- _Source extract_
::::::::::

Don’t play roulette with your clinical vector candidates: rethinking vector design for successful gene therapy

Cell & Gene Therapy Insights 2025; 11(7), 995–1005

DOI: 10.18609/cgti.2025.144

Published: 11 September
Commentary
Alan Griffith

In today’s fast-paced, high-stakes world of cell and gene therapy (CGT), where capital is fleeting and timelines are tight, success favors those who treat vector candidate selection not as an academic gamble, but as a scalar science. The past two decades for advanced therapy medicinal products (ATMPs) have laid bare a jarring duality: on one hand, highly investable and transformative emerging therapies, but on the other, tranches of developers chasing crowded indications with limited differentiation between actual product treatments, and many repeating the same mistake of rushed candidate selection.

Intensive pressure emerges as therapies targeting the same diseases race to trials, shifting focus to how quickly a therapy can move toward the finish line and disregarding red flags that foretell failure along the way. Investors target a potential therapy just after proof-of-concept (POC) of a single candidate with limited access to realistic indicators of success, so bets are placed early on, and inevitable hurdles are pushed past as quickly as possible. The result is a candidate that stumbles or falls in preclinical toxicology or full-scale GMP manufacturing due to issues that could have been predicted or prevented way upstream. The adage ‘start with the end in mind’ is often invoked to portray holistic thinking, but in practice represents a poorly executed aspiration. In truth, only a handful of developers truly have the depth of experience (e.g., millions of vector designs to draw upon) and the capabilities required to genuinely ‘start with the end in mind’.

::::::::::

- _Data to examine_
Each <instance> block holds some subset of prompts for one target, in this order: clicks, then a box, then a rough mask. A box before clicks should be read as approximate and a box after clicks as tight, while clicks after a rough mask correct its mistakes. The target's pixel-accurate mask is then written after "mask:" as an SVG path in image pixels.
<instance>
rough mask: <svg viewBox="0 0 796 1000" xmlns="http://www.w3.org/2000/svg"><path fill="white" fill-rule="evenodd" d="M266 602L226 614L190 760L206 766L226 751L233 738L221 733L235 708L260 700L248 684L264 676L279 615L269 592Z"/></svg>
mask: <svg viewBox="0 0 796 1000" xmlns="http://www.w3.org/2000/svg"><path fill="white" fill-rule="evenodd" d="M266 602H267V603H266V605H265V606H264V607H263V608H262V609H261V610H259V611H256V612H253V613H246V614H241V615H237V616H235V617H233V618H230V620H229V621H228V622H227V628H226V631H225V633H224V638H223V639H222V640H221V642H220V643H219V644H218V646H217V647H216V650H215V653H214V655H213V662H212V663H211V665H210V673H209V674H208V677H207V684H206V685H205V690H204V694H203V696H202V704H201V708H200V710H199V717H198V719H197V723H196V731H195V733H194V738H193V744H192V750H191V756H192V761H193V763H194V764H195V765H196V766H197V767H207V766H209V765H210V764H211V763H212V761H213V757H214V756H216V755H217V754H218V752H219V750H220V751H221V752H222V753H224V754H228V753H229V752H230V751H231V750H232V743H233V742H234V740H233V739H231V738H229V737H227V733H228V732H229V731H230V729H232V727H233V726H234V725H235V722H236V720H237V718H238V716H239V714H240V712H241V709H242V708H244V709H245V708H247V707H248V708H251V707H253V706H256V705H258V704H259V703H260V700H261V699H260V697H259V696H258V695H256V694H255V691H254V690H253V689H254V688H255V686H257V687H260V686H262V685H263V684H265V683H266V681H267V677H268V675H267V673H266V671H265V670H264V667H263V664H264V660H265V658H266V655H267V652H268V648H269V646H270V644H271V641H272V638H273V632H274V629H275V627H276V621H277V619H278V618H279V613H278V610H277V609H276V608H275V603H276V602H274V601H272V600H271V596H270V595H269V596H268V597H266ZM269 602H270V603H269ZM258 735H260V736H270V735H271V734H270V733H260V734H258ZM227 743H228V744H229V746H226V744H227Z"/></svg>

::::::::::

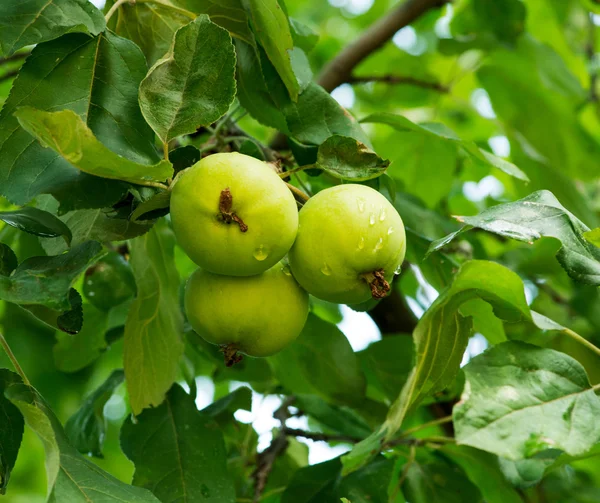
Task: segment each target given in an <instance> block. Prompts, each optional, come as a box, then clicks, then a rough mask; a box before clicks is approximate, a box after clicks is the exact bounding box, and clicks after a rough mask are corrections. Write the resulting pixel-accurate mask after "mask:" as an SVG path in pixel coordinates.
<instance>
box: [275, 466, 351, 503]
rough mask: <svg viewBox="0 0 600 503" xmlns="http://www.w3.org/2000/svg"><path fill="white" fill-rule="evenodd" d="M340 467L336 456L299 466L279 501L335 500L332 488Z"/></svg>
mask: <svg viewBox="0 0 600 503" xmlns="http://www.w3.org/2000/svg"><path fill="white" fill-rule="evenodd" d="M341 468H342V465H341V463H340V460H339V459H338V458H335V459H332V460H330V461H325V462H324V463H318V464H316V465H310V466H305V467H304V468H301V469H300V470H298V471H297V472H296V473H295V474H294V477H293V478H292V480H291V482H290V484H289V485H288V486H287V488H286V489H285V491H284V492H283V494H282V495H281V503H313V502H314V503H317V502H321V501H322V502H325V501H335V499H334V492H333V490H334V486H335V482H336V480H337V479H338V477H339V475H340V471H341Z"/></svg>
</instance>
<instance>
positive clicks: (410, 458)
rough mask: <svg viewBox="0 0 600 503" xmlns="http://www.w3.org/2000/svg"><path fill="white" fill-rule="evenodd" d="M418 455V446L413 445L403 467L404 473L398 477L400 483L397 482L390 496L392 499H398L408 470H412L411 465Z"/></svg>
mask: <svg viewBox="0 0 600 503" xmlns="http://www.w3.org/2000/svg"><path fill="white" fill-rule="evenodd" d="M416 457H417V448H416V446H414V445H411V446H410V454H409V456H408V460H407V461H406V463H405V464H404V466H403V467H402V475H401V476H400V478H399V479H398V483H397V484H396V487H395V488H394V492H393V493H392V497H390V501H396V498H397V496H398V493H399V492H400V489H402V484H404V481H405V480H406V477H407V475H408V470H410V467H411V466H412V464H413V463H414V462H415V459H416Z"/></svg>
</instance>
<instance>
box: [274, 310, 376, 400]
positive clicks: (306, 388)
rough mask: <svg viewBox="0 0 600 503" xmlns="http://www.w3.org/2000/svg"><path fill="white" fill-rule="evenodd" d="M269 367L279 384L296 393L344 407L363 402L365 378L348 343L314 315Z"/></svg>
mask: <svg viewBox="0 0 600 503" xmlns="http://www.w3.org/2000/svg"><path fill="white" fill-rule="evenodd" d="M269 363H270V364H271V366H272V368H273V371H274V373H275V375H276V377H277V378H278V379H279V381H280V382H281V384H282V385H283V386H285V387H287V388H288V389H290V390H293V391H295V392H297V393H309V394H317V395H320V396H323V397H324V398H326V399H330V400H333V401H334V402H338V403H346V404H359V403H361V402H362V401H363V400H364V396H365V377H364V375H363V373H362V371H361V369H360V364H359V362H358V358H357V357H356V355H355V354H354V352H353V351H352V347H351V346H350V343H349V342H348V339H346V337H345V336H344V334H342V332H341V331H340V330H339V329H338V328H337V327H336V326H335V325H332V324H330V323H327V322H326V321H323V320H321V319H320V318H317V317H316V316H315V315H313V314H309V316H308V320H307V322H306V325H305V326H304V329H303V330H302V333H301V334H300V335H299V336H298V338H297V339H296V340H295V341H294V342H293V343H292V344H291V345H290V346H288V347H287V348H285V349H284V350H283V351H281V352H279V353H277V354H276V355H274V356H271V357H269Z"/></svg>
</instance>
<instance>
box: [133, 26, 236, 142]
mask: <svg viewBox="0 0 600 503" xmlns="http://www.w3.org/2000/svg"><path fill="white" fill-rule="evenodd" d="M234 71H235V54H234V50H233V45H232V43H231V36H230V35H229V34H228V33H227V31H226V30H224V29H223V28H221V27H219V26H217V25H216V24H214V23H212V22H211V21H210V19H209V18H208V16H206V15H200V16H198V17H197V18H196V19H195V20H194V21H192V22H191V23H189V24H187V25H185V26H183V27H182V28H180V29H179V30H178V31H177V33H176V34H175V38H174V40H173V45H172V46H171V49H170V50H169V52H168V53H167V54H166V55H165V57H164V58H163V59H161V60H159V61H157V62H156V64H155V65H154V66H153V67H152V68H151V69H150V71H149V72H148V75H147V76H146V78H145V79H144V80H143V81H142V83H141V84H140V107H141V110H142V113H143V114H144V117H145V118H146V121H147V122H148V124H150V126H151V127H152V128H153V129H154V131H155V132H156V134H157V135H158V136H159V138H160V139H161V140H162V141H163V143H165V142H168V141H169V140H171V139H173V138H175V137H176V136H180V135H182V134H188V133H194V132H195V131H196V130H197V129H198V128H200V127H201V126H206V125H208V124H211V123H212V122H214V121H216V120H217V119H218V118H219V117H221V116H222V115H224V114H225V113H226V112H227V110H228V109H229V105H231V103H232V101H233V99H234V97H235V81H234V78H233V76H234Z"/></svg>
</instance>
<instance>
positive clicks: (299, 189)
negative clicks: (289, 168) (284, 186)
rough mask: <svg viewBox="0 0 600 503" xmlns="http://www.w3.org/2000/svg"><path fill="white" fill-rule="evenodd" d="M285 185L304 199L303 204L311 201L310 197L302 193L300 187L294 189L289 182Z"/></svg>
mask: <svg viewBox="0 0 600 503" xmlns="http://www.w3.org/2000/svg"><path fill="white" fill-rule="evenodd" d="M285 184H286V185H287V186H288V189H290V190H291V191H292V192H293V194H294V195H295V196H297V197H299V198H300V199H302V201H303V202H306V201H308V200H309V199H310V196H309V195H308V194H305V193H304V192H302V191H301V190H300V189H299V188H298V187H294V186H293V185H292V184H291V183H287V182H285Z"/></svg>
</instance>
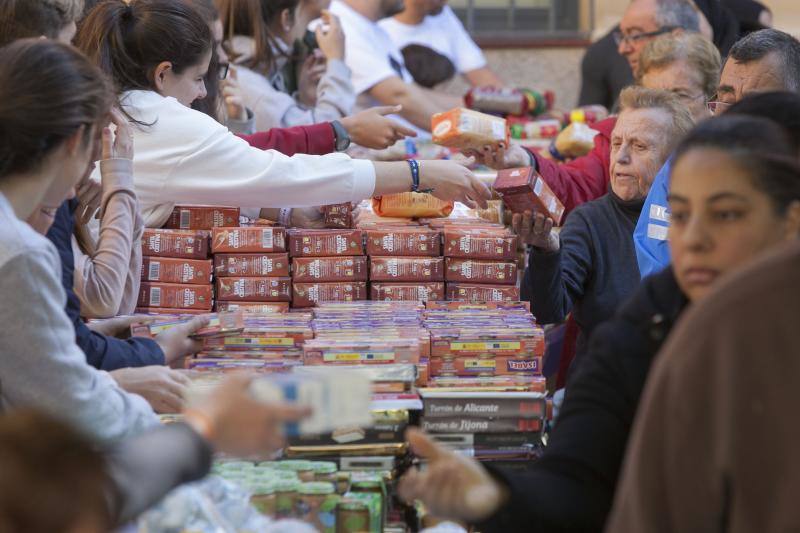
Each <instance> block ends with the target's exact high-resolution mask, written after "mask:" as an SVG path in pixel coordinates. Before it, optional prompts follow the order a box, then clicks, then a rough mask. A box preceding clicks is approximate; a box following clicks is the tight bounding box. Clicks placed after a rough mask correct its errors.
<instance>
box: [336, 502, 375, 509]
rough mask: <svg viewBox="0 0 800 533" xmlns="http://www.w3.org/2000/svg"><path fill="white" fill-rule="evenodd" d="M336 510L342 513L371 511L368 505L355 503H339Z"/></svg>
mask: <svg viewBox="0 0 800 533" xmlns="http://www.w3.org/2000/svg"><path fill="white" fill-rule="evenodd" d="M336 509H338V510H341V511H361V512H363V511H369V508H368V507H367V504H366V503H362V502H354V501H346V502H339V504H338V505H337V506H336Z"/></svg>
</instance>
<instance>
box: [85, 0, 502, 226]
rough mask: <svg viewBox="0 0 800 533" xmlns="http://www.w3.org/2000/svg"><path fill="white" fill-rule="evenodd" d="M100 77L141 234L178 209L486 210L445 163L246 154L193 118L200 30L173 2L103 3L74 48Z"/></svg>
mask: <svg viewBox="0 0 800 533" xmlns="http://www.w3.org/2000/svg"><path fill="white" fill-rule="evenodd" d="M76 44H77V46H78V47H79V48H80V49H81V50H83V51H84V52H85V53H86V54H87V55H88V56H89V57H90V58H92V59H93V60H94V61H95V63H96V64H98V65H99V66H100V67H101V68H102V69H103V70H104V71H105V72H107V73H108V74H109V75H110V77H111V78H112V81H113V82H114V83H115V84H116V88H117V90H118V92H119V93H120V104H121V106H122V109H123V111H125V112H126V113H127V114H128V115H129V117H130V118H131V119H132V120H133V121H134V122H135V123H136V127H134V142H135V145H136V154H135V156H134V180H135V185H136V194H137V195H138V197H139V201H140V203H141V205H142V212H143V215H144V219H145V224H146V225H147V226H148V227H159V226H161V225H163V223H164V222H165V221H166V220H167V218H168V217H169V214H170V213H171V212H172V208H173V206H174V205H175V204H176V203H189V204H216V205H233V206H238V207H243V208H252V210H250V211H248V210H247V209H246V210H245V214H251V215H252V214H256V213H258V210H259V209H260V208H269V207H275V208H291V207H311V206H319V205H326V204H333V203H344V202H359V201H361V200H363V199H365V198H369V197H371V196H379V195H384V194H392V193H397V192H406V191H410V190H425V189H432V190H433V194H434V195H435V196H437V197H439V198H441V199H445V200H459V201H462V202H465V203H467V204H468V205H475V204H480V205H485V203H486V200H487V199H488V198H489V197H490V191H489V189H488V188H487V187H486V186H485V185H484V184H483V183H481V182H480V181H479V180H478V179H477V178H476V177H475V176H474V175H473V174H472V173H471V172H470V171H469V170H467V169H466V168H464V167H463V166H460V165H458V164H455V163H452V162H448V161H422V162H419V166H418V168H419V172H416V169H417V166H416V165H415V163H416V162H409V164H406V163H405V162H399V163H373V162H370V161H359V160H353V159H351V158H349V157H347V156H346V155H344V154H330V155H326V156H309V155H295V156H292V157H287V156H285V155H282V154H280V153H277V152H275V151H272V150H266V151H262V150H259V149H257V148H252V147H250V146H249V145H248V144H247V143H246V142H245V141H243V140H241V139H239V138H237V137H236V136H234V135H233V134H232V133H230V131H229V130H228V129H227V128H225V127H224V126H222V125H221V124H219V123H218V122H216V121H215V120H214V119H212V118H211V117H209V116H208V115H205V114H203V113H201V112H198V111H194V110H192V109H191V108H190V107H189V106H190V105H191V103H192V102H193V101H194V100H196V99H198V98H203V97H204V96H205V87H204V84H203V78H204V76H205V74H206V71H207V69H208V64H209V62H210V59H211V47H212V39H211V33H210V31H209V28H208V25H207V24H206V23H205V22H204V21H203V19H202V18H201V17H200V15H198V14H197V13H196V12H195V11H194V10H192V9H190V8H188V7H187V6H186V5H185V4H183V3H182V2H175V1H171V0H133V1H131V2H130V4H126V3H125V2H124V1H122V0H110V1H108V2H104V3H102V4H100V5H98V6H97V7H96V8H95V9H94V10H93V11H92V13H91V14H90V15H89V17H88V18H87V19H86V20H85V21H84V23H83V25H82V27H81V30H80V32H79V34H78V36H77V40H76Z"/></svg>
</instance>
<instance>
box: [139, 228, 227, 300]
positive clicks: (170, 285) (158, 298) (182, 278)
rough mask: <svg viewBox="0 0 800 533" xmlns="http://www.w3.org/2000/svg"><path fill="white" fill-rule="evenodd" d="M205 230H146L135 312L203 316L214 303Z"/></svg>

::::::::::

- _Assignment 1_
Translate this sentence from the gene therapy commentary into Spanish: "The result is a candidate that stumbles or falls in preclinical toxicology or full-scale GMP manufacturing due to issues that could have been predicted or prevented way upstream."
- _Assignment 2_
Pick up the commentary on vector design for gene therapy where it stops and write the next passage.

- _Answer section 1_
El resultado es un candidato que tropieza o fracasa en la toxicología preclínica o en la fabricación GMP a escala completa debido a problemas que podrían haberse previsto o evitado en etapas muy tempranas.

- _Answer section 2_
The solution lies not in speed, but rather in placing smarter, broader bets on candidate vectors. Betting everything on a single construct chosen too early and without sufficient rigor is like putting all your chips on a single number on the roulette wheel and hoping for the best. For those hoping to find success in CGT, we require more than speed and willingness to place high-stakes bets; we must be deliberate from the start. This sounds simple and sensical, but for developers without deep experience in vector design or empirical data, it is their key challenge.